Find and copy each line of the data that includes "tree".

Content starts

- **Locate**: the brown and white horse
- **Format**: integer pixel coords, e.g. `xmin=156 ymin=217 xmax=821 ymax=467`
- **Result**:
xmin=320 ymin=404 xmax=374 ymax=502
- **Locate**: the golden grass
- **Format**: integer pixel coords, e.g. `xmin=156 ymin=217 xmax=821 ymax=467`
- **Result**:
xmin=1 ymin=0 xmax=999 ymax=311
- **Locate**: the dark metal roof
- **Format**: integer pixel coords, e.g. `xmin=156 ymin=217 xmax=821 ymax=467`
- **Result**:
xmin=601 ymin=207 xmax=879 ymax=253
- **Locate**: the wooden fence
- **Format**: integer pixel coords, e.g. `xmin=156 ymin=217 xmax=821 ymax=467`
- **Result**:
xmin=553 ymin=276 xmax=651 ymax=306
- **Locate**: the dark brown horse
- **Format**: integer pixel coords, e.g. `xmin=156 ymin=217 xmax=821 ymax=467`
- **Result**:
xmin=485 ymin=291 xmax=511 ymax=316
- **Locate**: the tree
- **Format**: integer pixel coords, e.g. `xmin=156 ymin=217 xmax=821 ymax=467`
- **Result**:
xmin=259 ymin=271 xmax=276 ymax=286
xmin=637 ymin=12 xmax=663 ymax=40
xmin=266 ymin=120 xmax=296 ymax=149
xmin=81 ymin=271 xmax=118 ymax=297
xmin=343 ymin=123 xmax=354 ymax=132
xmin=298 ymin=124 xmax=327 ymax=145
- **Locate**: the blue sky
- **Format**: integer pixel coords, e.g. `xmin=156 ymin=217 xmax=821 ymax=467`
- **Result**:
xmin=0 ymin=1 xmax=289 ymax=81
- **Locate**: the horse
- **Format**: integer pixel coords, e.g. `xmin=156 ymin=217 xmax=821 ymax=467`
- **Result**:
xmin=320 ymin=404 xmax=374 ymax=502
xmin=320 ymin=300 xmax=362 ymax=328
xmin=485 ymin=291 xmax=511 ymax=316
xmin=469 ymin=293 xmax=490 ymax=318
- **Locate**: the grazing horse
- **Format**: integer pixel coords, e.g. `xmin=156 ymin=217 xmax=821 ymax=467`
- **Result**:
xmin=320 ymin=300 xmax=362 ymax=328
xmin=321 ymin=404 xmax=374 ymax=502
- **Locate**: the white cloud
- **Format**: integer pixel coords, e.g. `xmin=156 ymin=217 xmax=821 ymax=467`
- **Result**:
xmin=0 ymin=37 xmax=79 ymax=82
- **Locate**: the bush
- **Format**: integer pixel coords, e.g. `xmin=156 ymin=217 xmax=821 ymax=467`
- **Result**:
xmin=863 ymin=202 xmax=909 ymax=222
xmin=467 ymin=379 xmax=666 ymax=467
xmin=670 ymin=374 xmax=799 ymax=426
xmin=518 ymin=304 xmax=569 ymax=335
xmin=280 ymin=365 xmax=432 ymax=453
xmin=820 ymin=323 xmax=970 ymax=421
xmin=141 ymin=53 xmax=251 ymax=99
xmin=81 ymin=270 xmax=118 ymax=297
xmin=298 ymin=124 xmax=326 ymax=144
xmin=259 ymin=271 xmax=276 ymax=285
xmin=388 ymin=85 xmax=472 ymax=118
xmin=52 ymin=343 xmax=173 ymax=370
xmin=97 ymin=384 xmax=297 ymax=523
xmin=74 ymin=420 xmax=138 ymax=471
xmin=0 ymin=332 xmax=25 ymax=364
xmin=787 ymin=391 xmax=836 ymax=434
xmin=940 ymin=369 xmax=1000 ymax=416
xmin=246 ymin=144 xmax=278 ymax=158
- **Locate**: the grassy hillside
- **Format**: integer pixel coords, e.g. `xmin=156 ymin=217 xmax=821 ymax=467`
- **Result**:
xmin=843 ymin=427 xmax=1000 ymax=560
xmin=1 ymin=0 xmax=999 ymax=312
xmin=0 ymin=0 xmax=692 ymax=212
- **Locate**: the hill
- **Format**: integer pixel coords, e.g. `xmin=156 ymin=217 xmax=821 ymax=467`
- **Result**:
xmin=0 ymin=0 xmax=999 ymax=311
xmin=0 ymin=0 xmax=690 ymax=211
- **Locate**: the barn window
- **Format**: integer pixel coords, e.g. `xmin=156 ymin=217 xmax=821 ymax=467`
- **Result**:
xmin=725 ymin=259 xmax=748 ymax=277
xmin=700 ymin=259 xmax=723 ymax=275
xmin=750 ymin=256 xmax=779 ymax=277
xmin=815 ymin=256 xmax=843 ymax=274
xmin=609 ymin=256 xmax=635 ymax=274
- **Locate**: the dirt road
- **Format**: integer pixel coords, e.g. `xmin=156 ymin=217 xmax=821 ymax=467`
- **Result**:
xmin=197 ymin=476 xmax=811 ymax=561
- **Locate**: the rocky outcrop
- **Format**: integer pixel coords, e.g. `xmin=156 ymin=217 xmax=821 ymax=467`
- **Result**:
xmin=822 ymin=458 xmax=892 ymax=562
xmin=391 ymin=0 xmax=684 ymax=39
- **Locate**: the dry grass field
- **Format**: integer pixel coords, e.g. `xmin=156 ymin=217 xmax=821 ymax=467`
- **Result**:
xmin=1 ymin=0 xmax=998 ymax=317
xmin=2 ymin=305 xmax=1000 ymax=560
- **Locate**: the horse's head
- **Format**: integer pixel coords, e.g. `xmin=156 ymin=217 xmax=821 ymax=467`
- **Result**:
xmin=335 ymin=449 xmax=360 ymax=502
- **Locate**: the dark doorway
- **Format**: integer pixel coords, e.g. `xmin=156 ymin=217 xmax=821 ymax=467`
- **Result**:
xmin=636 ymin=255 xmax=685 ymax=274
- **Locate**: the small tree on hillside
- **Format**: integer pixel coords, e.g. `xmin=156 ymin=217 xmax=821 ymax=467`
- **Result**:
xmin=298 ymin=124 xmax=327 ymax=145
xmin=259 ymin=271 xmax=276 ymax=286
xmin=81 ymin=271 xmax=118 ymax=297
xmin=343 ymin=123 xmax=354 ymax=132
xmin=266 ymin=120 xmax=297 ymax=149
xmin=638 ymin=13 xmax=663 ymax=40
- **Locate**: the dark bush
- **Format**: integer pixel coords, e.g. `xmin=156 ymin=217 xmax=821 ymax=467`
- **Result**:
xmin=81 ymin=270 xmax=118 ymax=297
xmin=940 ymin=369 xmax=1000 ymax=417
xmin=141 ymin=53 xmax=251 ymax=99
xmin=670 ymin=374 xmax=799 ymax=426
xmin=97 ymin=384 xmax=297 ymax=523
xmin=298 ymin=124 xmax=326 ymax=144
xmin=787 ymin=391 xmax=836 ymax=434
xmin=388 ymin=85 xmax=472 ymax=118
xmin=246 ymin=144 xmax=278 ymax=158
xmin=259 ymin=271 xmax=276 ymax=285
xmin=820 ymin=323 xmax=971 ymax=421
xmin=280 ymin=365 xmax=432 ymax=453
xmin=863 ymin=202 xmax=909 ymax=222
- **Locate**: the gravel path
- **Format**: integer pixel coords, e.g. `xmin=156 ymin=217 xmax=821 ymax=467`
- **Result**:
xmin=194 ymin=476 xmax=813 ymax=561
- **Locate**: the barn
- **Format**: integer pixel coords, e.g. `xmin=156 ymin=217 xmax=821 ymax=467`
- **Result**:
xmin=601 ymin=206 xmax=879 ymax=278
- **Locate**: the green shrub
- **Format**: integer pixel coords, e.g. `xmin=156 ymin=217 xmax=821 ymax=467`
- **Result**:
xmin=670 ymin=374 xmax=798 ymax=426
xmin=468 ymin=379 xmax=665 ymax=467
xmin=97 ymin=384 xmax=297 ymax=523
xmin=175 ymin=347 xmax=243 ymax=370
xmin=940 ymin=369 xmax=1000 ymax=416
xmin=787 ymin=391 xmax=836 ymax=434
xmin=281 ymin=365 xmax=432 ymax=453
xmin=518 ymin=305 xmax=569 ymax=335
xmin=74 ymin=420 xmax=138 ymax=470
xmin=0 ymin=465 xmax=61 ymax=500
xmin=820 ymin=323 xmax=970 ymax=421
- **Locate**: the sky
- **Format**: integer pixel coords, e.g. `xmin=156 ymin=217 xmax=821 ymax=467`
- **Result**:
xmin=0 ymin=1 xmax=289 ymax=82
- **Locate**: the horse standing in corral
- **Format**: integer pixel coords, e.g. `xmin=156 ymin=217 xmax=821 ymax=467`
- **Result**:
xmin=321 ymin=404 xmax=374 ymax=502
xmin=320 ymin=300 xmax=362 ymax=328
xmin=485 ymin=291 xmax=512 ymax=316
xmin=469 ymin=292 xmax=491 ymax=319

Content ends

**ANSWER:**
- **Locate**: the tree
- **Locate**: the small tree on hillside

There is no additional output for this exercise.